DÉFI A:
Les affirmations suivantes concordent-elles avec l'extrait sur Virilio ? Pour chacune, répondez par oui ou par non et citez les mots décisifs du texte. (i) Chez Virilio, le passé et le futur conservent leur sens. (ii) Charles décrit une coprésence qui émerge des écrits de Nietzsche et de Heidegger. (iii) Chez Virilio, l'interconnexion des temporalités a une connotation positive.
DÉFI B:
D'après l'extrait sur Virilio, quels deux temps se substituent aux trois temps de l'action décisive ?

EXTRAIT DU TEXTE:

Temps réel et guerre virtuelle

Paul Virilio met en avant la transformation de la temporalité engendrée par la « machine de vision » : « Aux trois temps, passé, présent, futur, de l’action décisive, se substituent subrepticement deux temps, le temps réel et le temps différé [6]. » Chez Virilio, le passé et le futur perdent ainsi leur sens et se trouvent anéantis par ces nouveaux temps caractérisés par l’enregistrement et la programmation. En distinguant deux temporalités, Virilio prend ses distances avec une idée soutenue par un certain nombre d’auteurs comme Nietzsche, Bergson et Heidegger : la coprésence du passé, du présent et du futur. Henri Birault[7] se réfère à cette simultanéité ainsi que Daniel Charles[8]. Afin de décrire la notion de coprésence qui émerge des écrits de Nietzsche et de Heidegger, Charles constate : « Les trois moments, avenir, passé, présent ne sont pas donnés en ordre séparé : ils jaillissent à la fois […] ; il devient désormais impossible d’isoler une des dimensions, de la séparer des autres[9]. » Contrairement aux écrits de Birault et de Charles, Virilio distingue deux temporalités. L’interconnexion des temporalités a une connotation négative et elle est étroitement associée aux processus de la guerre technologique. Le sujet de la « guerre virtuelle » est dès lors dépossédé du temps, coincé entre « temps réel » et « temps différé ». La virtualisation de la guerre correspond ici à l’idée d’une déréalisation, idée que rejoint Jean Baudrillard quand il affirme : « La guerre du Golfe n’a pas eu lieu[10]. »

DONNÉES:

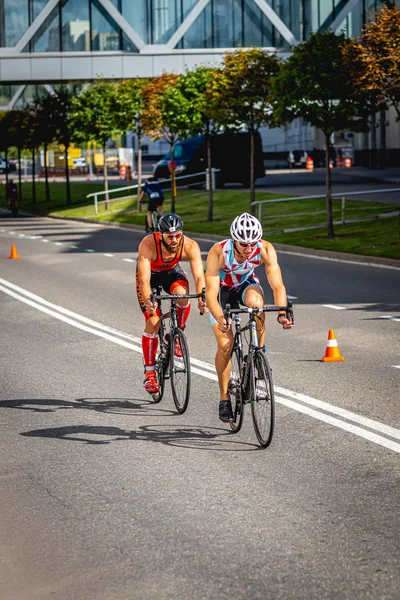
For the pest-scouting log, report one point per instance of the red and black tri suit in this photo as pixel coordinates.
(167, 274)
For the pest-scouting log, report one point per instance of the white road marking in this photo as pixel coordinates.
(341, 260)
(360, 426)
(334, 306)
(390, 318)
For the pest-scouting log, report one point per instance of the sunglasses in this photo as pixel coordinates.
(244, 246)
(172, 236)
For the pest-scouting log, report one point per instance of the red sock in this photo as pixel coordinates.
(149, 347)
(183, 314)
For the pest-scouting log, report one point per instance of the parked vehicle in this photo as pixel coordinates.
(7, 168)
(230, 154)
(297, 158)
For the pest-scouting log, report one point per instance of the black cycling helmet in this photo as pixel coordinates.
(170, 223)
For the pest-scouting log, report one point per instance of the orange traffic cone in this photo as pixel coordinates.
(14, 253)
(332, 353)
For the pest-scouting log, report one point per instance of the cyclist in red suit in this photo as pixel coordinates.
(158, 264)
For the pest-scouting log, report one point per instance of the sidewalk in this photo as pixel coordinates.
(391, 175)
(385, 175)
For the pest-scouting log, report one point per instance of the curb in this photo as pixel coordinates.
(286, 248)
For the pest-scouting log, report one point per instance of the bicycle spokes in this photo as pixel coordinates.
(180, 370)
(235, 390)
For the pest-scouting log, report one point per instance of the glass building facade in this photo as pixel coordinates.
(89, 25)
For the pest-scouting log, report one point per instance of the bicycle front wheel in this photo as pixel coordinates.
(180, 371)
(262, 399)
(235, 389)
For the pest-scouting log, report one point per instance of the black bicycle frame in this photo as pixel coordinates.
(252, 326)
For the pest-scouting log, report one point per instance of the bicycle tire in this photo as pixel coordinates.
(180, 372)
(262, 398)
(161, 366)
(235, 389)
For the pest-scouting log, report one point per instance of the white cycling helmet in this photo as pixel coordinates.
(246, 229)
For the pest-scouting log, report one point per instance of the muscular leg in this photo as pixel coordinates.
(223, 359)
(253, 298)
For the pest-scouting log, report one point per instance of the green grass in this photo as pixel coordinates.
(379, 237)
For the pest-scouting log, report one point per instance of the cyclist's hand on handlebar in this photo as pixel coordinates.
(285, 322)
(223, 324)
(151, 307)
(202, 306)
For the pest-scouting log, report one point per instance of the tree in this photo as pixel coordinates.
(33, 140)
(7, 135)
(164, 116)
(93, 118)
(128, 107)
(242, 94)
(375, 59)
(47, 107)
(17, 124)
(193, 93)
(315, 84)
(64, 127)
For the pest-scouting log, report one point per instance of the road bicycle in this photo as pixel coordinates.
(251, 377)
(168, 365)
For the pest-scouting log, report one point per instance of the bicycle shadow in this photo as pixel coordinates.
(191, 437)
(120, 406)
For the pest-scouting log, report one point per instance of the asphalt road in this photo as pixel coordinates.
(106, 495)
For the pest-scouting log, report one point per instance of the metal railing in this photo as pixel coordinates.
(342, 196)
(107, 193)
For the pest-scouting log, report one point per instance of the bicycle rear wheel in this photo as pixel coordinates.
(235, 389)
(262, 399)
(180, 371)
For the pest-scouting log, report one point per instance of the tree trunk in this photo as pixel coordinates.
(329, 217)
(46, 174)
(19, 174)
(139, 167)
(382, 149)
(6, 169)
(68, 183)
(33, 178)
(173, 181)
(106, 205)
(252, 193)
(210, 178)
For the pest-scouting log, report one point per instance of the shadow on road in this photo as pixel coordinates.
(191, 436)
(199, 437)
(120, 406)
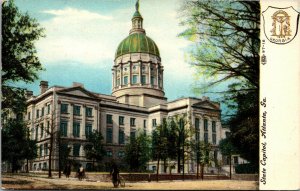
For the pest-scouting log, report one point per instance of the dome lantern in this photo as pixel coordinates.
(137, 74)
(137, 20)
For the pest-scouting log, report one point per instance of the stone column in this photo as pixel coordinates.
(141, 72)
(149, 74)
(82, 129)
(70, 124)
(130, 73)
(157, 75)
(121, 76)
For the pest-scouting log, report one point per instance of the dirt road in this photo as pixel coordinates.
(39, 183)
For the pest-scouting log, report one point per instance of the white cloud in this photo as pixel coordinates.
(77, 14)
(89, 37)
(79, 36)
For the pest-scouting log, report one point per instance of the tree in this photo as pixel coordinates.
(94, 148)
(137, 152)
(202, 153)
(180, 128)
(160, 144)
(226, 51)
(15, 144)
(19, 59)
(227, 149)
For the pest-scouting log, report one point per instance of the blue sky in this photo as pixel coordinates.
(82, 37)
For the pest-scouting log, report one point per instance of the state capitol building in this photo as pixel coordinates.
(137, 103)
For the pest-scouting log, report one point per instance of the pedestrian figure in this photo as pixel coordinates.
(80, 172)
(67, 170)
(115, 175)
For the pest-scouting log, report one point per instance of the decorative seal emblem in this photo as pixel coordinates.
(280, 24)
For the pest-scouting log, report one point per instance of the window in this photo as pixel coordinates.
(48, 127)
(235, 160)
(41, 150)
(132, 135)
(76, 110)
(32, 133)
(37, 113)
(206, 137)
(143, 79)
(64, 108)
(76, 149)
(152, 80)
(121, 154)
(109, 153)
(42, 129)
(197, 136)
(227, 134)
(121, 136)
(125, 80)
(134, 79)
(213, 124)
(88, 129)
(153, 122)
(215, 155)
(205, 125)
(132, 122)
(121, 120)
(197, 124)
(109, 135)
(19, 116)
(48, 108)
(46, 149)
(63, 128)
(36, 132)
(108, 119)
(88, 112)
(76, 129)
(214, 138)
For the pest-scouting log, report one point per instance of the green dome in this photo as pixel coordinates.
(137, 43)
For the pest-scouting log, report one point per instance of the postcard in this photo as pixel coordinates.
(150, 95)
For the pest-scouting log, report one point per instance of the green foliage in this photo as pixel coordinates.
(244, 126)
(160, 142)
(226, 147)
(202, 153)
(94, 148)
(226, 37)
(16, 146)
(19, 33)
(64, 151)
(19, 59)
(138, 152)
(226, 51)
(246, 169)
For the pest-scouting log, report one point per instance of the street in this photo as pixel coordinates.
(36, 182)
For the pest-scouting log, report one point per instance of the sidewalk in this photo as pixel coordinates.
(30, 182)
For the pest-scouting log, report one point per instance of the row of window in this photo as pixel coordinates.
(76, 129)
(109, 135)
(40, 128)
(135, 80)
(40, 112)
(109, 121)
(76, 110)
(197, 125)
(121, 154)
(43, 150)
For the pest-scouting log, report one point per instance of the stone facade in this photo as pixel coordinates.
(137, 102)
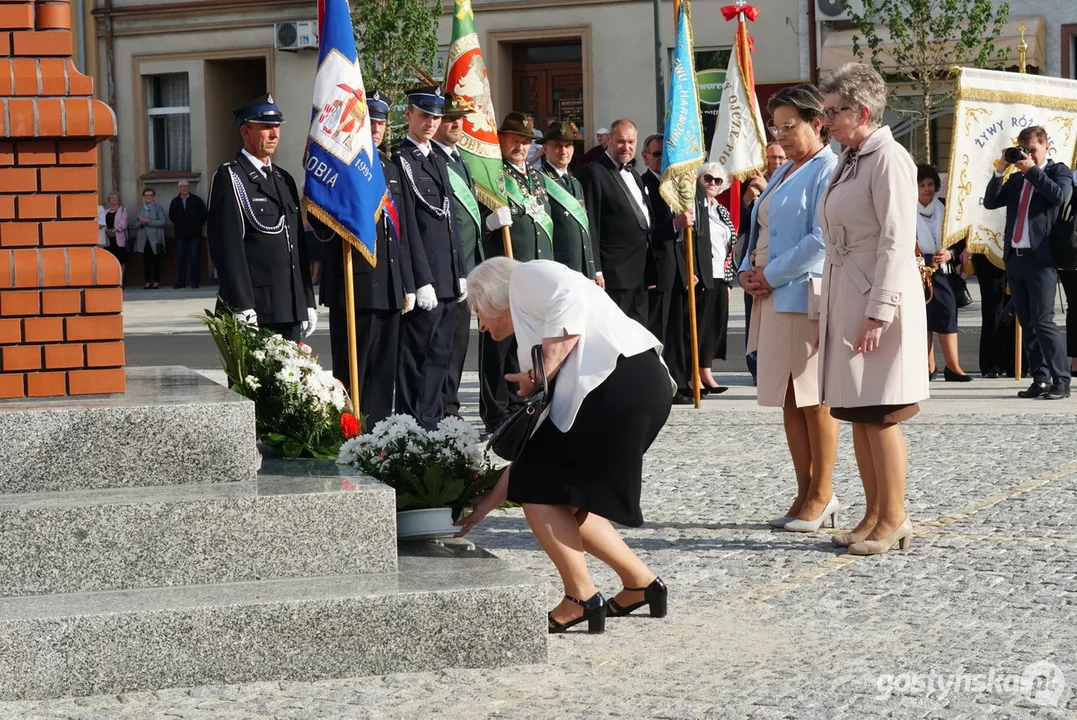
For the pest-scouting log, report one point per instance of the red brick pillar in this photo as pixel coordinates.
(60, 300)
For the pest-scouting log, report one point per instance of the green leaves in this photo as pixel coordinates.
(913, 43)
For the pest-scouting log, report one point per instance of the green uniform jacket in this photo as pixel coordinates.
(572, 244)
(470, 231)
(529, 241)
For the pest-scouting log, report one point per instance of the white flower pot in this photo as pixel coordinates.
(427, 523)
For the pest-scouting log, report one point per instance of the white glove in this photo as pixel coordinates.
(310, 324)
(502, 217)
(425, 297)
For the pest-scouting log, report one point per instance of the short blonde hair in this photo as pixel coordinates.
(488, 285)
(858, 85)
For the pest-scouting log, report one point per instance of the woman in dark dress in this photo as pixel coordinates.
(942, 308)
(583, 466)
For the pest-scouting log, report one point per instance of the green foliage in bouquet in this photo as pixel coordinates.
(299, 408)
(446, 468)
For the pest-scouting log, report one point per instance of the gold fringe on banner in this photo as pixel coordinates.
(345, 234)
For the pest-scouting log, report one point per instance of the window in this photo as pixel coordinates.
(169, 110)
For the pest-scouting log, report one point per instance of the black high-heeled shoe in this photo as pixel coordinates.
(595, 611)
(654, 595)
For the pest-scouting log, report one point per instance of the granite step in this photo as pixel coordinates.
(172, 426)
(278, 526)
(435, 612)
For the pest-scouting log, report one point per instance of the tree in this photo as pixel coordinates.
(392, 33)
(926, 38)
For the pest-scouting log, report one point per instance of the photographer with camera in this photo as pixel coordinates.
(1033, 196)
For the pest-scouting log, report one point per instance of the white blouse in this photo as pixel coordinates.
(719, 241)
(549, 300)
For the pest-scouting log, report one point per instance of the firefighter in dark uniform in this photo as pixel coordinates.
(436, 260)
(469, 220)
(531, 231)
(572, 240)
(381, 291)
(255, 237)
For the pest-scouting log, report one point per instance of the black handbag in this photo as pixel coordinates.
(507, 441)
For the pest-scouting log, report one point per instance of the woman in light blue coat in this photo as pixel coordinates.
(785, 252)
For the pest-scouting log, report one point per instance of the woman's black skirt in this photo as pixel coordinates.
(597, 466)
(942, 309)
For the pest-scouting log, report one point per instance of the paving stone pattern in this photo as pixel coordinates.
(765, 623)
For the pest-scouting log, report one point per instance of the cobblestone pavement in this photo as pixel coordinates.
(769, 624)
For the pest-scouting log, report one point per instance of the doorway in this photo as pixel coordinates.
(548, 83)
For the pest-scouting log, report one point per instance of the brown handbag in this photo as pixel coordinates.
(925, 276)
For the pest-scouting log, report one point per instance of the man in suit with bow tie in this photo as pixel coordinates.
(469, 220)
(572, 241)
(437, 262)
(620, 219)
(255, 238)
(1033, 196)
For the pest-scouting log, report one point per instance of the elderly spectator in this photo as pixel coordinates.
(872, 325)
(151, 237)
(113, 221)
(781, 267)
(942, 308)
(714, 229)
(583, 466)
(187, 213)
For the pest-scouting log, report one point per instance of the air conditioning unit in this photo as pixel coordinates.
(294, 36)
(834, 11)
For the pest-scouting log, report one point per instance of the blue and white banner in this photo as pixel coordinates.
(345, 187)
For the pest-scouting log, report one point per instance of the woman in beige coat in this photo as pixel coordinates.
(872, 322)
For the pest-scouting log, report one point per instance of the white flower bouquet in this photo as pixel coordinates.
(446, 468)
(299, 408)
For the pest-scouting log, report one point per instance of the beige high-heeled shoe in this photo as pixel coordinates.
(901, 536)
(845, 539)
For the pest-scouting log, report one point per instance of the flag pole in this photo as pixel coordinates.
(689, 252)
(349, 294)
(1018, 340)
(506, 239)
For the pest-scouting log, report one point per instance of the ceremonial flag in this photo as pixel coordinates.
(466, 80)
(740, 142)
(990, 110)
(344, 187)
(683, 151)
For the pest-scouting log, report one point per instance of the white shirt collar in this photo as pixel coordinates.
(448, 151)
(423, 146)
(264, 167)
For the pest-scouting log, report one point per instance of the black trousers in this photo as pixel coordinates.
(287, 330)
(498, 398)
(461, 335)
(996, 339)
(1068, 279)
(377, 343)
(633, 302)
(425, 349)
(1033, 286)
(151, 264)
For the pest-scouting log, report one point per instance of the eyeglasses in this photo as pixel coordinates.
(830, 113)
(783, 130)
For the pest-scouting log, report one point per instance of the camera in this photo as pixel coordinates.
(1017, 154)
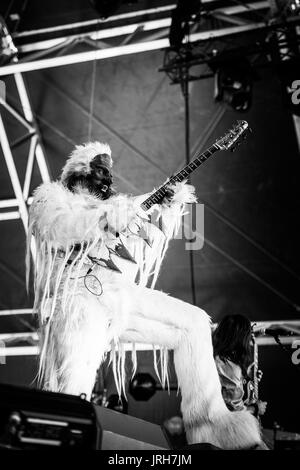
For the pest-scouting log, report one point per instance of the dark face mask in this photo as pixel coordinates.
(98, 181)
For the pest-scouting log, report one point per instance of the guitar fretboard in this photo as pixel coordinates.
(158, 195)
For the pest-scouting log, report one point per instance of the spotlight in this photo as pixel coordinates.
(8, 51)
(284, 8)
(233, 84)
(106, 8)
(181, 16)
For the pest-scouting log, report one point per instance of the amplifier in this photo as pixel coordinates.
(31, 419)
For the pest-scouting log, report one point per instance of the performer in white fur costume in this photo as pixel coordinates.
(91, 297)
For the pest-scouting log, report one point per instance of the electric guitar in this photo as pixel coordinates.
(229, 141)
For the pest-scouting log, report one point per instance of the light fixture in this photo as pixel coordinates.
(181, 16)
(8, 51)
(233, 84)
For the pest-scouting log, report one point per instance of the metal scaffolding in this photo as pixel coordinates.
(18, 207)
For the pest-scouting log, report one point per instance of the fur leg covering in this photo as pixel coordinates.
(169, 322)
(73, 345)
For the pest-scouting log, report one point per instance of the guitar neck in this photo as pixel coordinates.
(182, 175)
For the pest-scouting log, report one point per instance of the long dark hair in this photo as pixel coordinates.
(232, 340)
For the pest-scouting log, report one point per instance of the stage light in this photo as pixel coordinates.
(106, 8)
(284, 8)
(181, 16)
(8, 51)
(233, 84)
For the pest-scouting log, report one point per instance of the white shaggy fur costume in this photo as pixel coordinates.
(86, 309)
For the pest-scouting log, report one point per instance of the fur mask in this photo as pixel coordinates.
(89, 166)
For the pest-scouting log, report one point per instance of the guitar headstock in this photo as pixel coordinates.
(234, 136)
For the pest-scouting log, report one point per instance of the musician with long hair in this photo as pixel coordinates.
(233, 356)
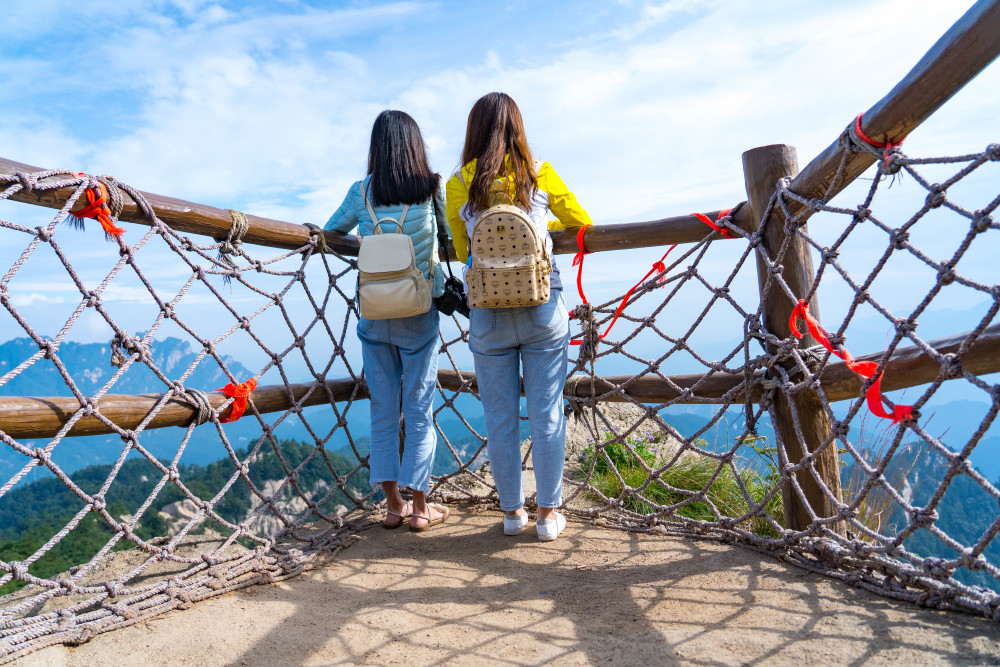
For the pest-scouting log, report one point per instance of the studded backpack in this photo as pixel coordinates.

RÉPONSE A:
(i) Non : « le passé et le futur perdent ainsi leur sens et se trouvent anéantis par ces nouveaux temps »
(ii) Oui : « Afin de décrire la notion de coprésence qui émerge des écrits de Nietzsche et de Heidegger, Charles constate »
(iii) Non : « L’interconnexion des temporalités a une connotation négative »

RÉPONSE B:
Le temps réel et le temps différé.